● Excerpt provided:
•••••

[RFC PATCH 1/3] RDMA/umem: Support importing dma-buf as user memory region

[Date Prev][Date Next][Thread Prev][Thread Next][Date Index][Thread Index]

 



Dma-buf, a standard cross-driver buffer sharing mechanism, is chosen to
be the basis of a non-proprietary approach for supporting RDMA to/from
buffers allocated from device local memory (e.g. GPU VRAM).

Dma-buf is supported by mainstream GPU drivers. By using ioctl calls
via the devices under /dev/dri/, user space applications can allocate
and export GPU buffers as dma-buf objects with associated file
descriptors.

In order to use the exported GPU buffers for RDMA operations, the RDMA
driver needs to be able to import dma-buf objects. This happens at the
time of memory registration. A GPU buffer is registered as a special
type of user space memory region with the dma-buf file descriptor as
an extra parameter. The uverbs API needs to be extended to allow the
extra parameter be passed from user space to kernel.

Implements the common code for pinning and mapping dma-buf pages and
adds config option for RDMA driver dma-buf support. The common code
is utilized by the new uverbs commands introduced by follow-up patches.

Signed-off-by: Jianxin Xiong <jianxin.xiong@xxxxxxxxx>
Reviewed-by: Sean Hefty <sean.hefty@xxxxxxxxx>
Acked-by: Michael J. Ruhl <michael.j.ruhl@xxxxxxxxx>
---
 drivers/infiniband/Kconfig            |  10 ++++
 drivers/infiniband/core/Makefile      |   1 +
 drivers/infiniband/core/umem.c        |   3 +
 drivers/infiniband/core/umem_dmabuf.c | 100 ++++++++++++++++++++++++++++++++++
 include/rdma/ib_umem.h                |   2 +
 include/rdma/ib_umem_dmabuf.h         |  50 +++++++++++++++++
 6 files changed, 166 insertions(+)

•••••

● Supplied records:
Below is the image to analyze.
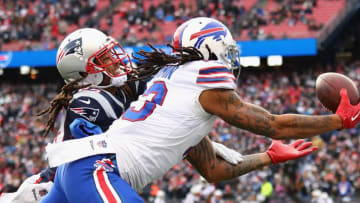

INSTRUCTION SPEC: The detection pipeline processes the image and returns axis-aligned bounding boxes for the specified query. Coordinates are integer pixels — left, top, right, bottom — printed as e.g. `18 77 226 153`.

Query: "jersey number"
122 81 167 121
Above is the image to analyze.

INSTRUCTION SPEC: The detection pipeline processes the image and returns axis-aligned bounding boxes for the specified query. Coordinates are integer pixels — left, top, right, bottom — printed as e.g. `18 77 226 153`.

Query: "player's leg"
41 167 69 203
61 156 144 203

•••••

● Required work:
• a. According to the dma-buf patch, when does the RDMA driver import dma-buf objects?
• b. From the dma-buf patch, extract the passage starting with "Implements the common" and going on through "by follow-up patches.".
The material was taken from a different source than the dma-buf patch.

● Solutions per task:
• a. At the time of memory registration.

• b.
Implements the common code for pinning and mapping dma-buf pages and
adds config option for RDMA driver dma-buf support. The common code
is utilized by the new uverbs commands introduced by follow-up patches.